■ **EXTRACT**
Cyber Security Tip & Tricks

Tuesday, June 26, 2007

NASSCOM Tracks IT Adoption

NASSCOM has announced the 2006 Study, titled "Tracking of the IT Adoption Study" conducted among IT heads and senior IT managers from about 292 companies in India, across multiple verticals. The study showed that the growth of IT adoption was on an incline, with both large and SME companies buying more IT.

The study indicated that the highest average IT spending for 2006 was for the BFSI vertical followed by the energy and utility segment. The rate of increase in the average spending in each of these verticals was expected to be in the range of 12-27%, making them the most likely highest spending sectors in 2007 as well.

The third sector which was projected to witness a considerable hike in its IT spend was the tourism and hospitality industry. Rs.18 crore of IT expenditure, in this sector, was projected to grow by 13%, placing it among the highest tech-spenders in India, in 2007.

Interestingly, 1 out of 4 companies in both large scale and medium scale organizations indicated that their IT budgets would increase by around 10-19% during the current year.

NASSCOM's findings revealed that business continuity and risk mitigation were the key priority areas for CIOs. Increasing efficiency and process productivity was the business goal achieved through IT adoption in 2006.

■ **GIVEN RECORDS**
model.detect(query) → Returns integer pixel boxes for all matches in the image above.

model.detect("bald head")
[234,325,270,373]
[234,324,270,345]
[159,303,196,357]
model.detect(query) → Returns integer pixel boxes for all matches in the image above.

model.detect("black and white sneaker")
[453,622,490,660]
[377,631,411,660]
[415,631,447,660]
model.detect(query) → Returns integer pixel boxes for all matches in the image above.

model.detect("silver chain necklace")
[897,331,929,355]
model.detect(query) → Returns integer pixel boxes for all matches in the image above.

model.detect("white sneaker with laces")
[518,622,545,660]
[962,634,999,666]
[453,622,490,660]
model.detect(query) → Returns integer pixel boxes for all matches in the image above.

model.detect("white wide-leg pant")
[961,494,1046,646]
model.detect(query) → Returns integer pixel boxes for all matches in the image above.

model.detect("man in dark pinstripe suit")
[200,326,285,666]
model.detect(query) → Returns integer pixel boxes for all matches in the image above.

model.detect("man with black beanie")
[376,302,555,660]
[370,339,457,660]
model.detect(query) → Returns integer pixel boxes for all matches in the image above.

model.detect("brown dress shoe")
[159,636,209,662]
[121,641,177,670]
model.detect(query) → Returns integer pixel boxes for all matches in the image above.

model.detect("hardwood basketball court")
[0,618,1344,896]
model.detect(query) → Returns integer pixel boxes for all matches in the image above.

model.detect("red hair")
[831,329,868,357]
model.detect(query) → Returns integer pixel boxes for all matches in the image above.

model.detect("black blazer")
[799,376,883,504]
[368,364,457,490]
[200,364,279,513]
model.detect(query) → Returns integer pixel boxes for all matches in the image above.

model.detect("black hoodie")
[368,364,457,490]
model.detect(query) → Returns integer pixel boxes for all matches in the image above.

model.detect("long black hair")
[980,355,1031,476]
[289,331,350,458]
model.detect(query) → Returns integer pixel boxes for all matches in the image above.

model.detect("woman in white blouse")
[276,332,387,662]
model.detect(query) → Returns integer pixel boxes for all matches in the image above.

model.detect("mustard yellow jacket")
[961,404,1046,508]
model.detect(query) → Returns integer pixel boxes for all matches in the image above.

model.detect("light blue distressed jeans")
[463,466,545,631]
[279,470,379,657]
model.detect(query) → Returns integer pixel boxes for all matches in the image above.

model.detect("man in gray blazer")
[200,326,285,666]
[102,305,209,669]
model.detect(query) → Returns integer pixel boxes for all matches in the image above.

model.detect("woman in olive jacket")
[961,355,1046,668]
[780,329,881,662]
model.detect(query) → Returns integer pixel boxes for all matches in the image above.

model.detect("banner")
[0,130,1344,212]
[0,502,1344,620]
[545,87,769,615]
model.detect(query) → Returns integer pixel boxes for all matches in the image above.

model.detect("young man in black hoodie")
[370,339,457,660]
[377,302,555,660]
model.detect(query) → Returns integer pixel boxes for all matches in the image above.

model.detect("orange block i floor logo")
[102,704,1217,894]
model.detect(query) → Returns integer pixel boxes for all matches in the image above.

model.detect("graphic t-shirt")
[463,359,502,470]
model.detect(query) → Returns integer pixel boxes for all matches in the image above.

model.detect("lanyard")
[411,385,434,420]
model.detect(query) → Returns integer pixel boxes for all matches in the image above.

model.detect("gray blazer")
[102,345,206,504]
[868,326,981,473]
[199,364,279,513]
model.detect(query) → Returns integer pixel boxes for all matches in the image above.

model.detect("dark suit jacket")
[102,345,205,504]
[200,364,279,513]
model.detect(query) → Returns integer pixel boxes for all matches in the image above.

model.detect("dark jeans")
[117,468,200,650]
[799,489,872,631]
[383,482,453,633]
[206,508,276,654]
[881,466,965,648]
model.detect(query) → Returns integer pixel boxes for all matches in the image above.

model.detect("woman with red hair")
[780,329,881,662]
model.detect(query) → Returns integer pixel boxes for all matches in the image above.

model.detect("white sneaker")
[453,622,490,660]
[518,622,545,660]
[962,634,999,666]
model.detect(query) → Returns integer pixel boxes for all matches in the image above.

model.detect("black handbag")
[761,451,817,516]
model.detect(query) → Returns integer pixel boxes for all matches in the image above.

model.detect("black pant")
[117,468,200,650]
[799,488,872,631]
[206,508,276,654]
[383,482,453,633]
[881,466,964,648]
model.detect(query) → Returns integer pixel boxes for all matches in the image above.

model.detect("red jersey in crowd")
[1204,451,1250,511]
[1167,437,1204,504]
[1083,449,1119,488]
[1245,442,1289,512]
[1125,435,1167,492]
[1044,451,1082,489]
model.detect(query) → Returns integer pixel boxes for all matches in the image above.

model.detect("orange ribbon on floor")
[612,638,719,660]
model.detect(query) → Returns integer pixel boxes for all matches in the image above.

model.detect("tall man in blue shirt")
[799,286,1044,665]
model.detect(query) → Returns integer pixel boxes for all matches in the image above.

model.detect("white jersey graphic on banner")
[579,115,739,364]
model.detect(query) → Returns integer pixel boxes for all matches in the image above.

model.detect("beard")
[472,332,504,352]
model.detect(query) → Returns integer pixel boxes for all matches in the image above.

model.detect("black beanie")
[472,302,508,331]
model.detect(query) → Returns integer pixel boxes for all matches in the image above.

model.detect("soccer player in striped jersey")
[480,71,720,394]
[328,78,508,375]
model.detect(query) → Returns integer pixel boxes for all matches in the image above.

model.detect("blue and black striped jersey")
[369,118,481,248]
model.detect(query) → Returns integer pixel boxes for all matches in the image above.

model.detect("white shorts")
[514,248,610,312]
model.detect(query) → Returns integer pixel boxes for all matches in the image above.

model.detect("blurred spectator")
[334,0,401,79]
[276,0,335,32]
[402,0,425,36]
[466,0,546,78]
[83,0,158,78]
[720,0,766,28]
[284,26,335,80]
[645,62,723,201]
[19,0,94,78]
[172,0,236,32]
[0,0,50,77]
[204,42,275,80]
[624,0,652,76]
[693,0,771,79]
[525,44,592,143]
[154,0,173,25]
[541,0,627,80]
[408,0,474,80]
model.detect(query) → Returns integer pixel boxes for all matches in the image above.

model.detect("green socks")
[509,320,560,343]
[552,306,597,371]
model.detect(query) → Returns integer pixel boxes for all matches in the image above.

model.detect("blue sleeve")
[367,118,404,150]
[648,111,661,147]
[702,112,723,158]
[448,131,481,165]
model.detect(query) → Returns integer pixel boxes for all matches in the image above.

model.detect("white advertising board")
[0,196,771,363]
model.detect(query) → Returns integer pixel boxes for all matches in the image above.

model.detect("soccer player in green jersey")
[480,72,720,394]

■ **QUESTIONS**
1/ Answer these questions from the IT adoption article:
(a) About how many companies took part in the study?
(b) Which vertical had the highest average IT spending for 2006?
(c) By what percentage was IT expenditure in the tourism and hospitality industry projected to grow?
2/ Continue the IT adoption article from its last sentence.

■ **YOUR WRITTEN ANSWERS**
1/
(a) About 292 companies
(b) The BFSI vertical
(c) 13%

2/
Also, it revealed that the CIO's role as the "business leader" and then as a "technologist" was not the current prototype. IT spends were driven by hardware, followed by application and network software.

The NASSCOM study made it clear that CIOs would need to ensure that the business value of IT was proven and delivered. According to the study, the business benefit would have to be proved up-front, and the means of measuring benefits of IT - by perhaps using an overlay IT-business balanced scorecard approach, or by mapping the benefits perceived and by pre-empting outcome scenarios.

This in fact, was stated to be a major CIO challenge, which required them to be more business oriented. The effort of mapping business benefits was immense, even though some CIOs had already started measuring IT advantages, juxtapositioning them as trusted business advisors.